___ EXERCISE MATERIAL

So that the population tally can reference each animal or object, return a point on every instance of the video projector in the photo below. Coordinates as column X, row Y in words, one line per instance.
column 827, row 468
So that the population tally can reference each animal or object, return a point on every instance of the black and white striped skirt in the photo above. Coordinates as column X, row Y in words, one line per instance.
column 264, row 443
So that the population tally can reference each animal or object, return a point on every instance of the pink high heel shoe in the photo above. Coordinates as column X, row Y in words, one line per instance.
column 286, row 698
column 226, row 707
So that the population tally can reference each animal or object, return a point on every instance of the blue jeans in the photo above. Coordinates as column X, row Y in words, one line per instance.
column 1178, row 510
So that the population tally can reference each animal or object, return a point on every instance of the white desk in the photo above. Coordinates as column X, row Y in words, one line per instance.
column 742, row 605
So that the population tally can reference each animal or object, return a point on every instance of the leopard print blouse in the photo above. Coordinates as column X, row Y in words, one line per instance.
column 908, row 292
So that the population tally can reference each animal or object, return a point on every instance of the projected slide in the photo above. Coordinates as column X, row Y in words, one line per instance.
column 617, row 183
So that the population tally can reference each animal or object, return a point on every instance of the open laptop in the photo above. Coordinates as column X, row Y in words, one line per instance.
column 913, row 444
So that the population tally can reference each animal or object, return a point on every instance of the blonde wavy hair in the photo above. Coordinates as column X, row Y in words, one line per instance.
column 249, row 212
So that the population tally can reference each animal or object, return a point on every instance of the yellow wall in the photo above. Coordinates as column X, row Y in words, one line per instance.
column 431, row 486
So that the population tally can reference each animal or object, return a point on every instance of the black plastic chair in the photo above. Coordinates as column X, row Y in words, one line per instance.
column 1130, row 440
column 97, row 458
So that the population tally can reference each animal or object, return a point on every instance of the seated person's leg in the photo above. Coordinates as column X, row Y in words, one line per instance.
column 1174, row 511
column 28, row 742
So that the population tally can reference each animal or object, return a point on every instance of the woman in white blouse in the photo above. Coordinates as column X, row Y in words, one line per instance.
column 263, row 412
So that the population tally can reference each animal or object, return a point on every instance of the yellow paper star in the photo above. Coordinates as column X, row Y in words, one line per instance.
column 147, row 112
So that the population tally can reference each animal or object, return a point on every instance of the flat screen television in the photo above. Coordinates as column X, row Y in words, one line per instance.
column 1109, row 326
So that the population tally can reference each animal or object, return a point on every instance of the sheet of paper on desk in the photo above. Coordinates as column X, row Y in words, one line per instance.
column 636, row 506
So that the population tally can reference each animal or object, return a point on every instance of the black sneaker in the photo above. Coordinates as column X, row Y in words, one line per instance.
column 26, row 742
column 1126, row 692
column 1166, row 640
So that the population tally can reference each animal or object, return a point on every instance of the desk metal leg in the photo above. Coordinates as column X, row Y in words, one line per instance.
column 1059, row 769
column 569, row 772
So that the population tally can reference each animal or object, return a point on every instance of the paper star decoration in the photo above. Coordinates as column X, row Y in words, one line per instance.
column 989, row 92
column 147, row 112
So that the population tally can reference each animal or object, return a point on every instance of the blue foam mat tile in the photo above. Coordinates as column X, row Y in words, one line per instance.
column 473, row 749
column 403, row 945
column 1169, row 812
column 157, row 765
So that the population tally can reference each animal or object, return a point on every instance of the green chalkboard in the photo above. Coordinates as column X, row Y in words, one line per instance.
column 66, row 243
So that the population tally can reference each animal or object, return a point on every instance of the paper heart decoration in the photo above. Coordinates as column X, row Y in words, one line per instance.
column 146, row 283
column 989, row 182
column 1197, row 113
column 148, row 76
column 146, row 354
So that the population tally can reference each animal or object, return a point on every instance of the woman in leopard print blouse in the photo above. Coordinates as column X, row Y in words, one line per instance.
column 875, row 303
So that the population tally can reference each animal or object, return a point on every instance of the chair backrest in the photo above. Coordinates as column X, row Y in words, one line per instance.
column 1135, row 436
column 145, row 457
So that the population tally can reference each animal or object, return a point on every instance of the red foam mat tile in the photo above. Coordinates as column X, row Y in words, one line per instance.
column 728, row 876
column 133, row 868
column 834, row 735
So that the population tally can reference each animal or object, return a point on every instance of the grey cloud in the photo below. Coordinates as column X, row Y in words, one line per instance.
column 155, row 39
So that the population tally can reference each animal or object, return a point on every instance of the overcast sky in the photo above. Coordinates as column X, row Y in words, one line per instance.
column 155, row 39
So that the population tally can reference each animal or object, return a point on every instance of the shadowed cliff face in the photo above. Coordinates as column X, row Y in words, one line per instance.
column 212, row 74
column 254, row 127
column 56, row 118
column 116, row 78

______

-- EXERCISE DESCRIPTION --
The answer must be the full listing, copied exactly.

-- RESULT BELOW --
So that the population tally can reference each animal or object, return a point on every instance of the video projector in the photo below. Coordinates as column X, row Y in words, one line per instance.
column 827, row 468
So that the population tally can reference each animal or object, return a point on every instance of the black and white striped skirt in the photo above. Coordinates as column X, row Y in words, one line per instance.
column 264, row 443
So that the population tally can reference each animal or object, return a point on every instance of the pink high heel shoe in the photo above. Coordinates as column X, row Y in words, one line per instance.
column 286, row 698
column 226, row 707
So that the population tally can reference each animal or object, return a point on every instance of the blue jeans in the photo above. Coordinates as column X, row Y in words, one line per instance.
column 1178, row 510
So that the population tally can reference each animal or object, return a point on every instance of the white desk in the photo above. Coordinates as column X, row Y in words, one line per instance.
column 742, row 605
So that the population tally can reference each animal or object, return a point on every instance of the leopard print blouse in the photo above. Coordinates as column X, row Y in words, one line per instance.
column 908, row 292
So that the population tally can reference each animal or object, return a point on every instance of the projected slide in the photo above. Coordinates as column X, row Y in words, one line per instance.
column 617, row 183
So that the population tally can reference each animal or object, return a point on every instance of the open laptop in the photo above. Coordinates as column X, row Y in words, one line per instance.
column 913, row 444
So that the population tally can reference each animal or object, return a point on every instance of the blonde wavy hair in the photo above. Coordinates as column X, row Y in words, one line per instance.
column 249, row 212
So that the population tally can reference each animal or object, return a point on every instance of the yellow wall in the photo above. Coordinates as column X, row Y in words, one line per instance.
column 431, row 486
So that the population tally can reference each animal or object, return a point on every instance of the black plastic chair in the photo above. Coordinates as column X, row Y in words, one line per instance.
column 1130, row 440
column 97, row 458
So that the population tally can reference each animal or object, return a point on every instance of the seated person's leg in the photo above. Coordinates as column X, row Y in words, one line per instance.
column 1174, row 511
column 28, row 742
So that the population tally can reference each animal or object, return a point on every instance of the woman in white blouse in the photo above. Coordinates as column X, row Y in words, one line per instance.
column 263, row 412
So that the population tally can reference each animal or object, return a point on every instance of the yellow paper star in the photo above. Coordinates as column X, row Y in words, one line per instance.
column 147, row 112
So that the population tally can reference each animal or object, return a point on every instance of the flat screen television in the photo above. Coordinates as column X, row Y in words, one line per instance.
column 1109, row 326
So that the population tally can reference each animal or object, return a point on every instance of the sheet of paper on desk in the photo above. Coordinates as column X, row Y in words, one line per instance.
column 636, row 506
So that the population tally can reference each animal or object, return a point on every instance of the black sneaker in the photo above. Coordinates as column X, row Y in words, one line per instance.
column 26, row 742
column 1126, row 692
column 1166, row 640
So that the population tally can reference each animal or object, return a point on every instance of the desk metal leg in the photo above. Coordinates as column X, row Y in words, one line per instance.
column 1059, row 769
column 569, row 772
So that the population tally can reference each animal or object, return a point on every instance of the paper star decoration in the photo above. Coordinates as column X, row Y in words, one line per instance.
column 989, row 92
column 147, row 112
So that the population tally can reference each animal or object, return a point on every instance of the blue foam mat tile in the photo above. Coordinates as column X, row Y in words, one line per instance.
column 473, row 749
column 403, row 945
column 1169, row 812
column 157, row 765
So that the population tally can reference each animal or object, return a point on every instance of the green chalkboard in the photo above. Coordinates as column X, row Y in words, one line per instance.
column 66, row 243
So that the population tally can reference each animal or object, return a point on every instance of the paper heart decoration in the photo above. Coordinates as column X, row Y in words, one line per instance.
column 146, row 283
column 989, row 182
column 1197, row 113
column 148, row 76
column 146, row 354
So that the population tally can reference each animal or object, return a point on every instance of the woman in leopard print blouse in the photo above. Coordinates as column X, row Y in words, one line per instance.
column 875, row 303
So that the population tally can reference each animal or object, return a point on every instance of the chair backrest in the photo above. Coordinates as column X, row Y in words, one line per instance.
column 1135, row 436
column 145, row 457
So that the population tally can reference each animal or object, return a point on every instance of the red foam mat tile in the photo above. Coordinates as column X, row Y in words, one line per instance.
column 728, row 876
column 133, row 868
column 834, row 735
So that the population tally can reference each animal or object, return a point on every instance of the grey cloud in the photo below. Coordinates as column X, row Y in words, one line per instance.
column 155, row 39
So that the population tally can reference each animal or object, return a point on every instance of the overcast sky in the photo above. Coordinates as column X, row Y in words, one line per instance.
column 155, row 39
So that the population tally can reference each animal or object, return a point on every instance of the shadowed cliff face in the photo above. Coordinates as column X, row Y in words, one line per instance.
column 212, row 74
column 254, row 127
column 56, row 118
column 116, row 78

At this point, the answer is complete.